**What to work on:**
Can you edit the lines below so that "Detection query" is replaced by "Detection request" everywhere it appears, with nothing else changed? Leave the pictures out of your answer.

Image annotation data
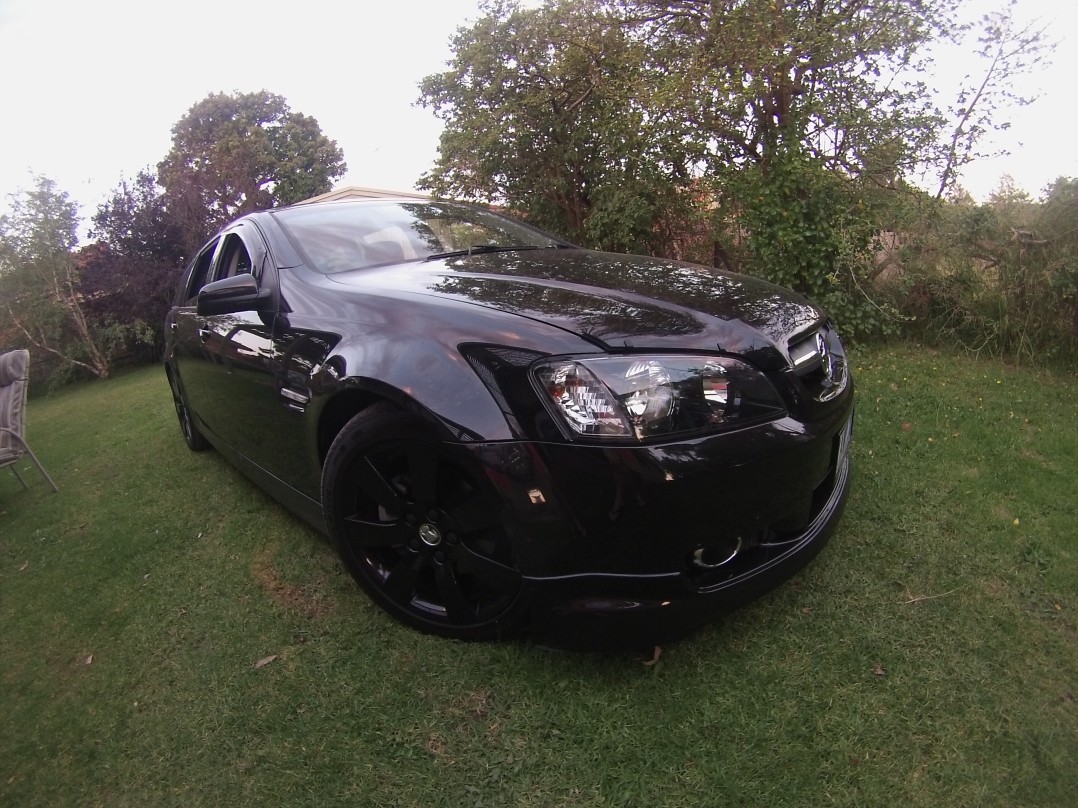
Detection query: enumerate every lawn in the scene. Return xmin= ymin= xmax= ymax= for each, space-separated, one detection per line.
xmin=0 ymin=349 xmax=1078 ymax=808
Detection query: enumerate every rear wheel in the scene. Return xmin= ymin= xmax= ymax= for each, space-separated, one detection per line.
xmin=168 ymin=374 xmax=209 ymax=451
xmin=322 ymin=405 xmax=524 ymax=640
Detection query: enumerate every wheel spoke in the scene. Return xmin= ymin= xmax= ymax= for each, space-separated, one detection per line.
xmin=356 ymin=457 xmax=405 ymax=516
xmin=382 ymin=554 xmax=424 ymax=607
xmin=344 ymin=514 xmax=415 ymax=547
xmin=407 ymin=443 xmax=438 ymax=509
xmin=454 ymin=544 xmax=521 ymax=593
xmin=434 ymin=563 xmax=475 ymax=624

**Final result:**
Detection request: enumerate every lawn in the scene. Return xmin= ymin= xmax= ymax= for each, space-separated, one detection per line.
xmin=0 ymin=349 xmax=1078 ymax=808
Detection request: enumerate every rear wheel in the scene. Return xmin= ymin= xmax= ymax= for each, space-separated, one detection per line.
xmin=168 ymin=374 xmax=209 ymax=451
xmin=322 ymin=405 xmax=524 ymax=640
Detection request: enumerate every wheel spoke in the scene. Return xmin= ymin= xmax= ymax= for each, space-separated, one detection per line.
xmin=356 ymin=457 xmax=405 ymax=516
xmin=382 ymin=554 xmax=424 ymax=607
xmin=344 ymin=514 xmax=415 ymax=547
xmin=407 ymin=443 xmax=438 ymax=509
xmin=454 ymin=544 xmax=521 ymax=593
xmin=434 ymin=563 xmax=475 ymax=624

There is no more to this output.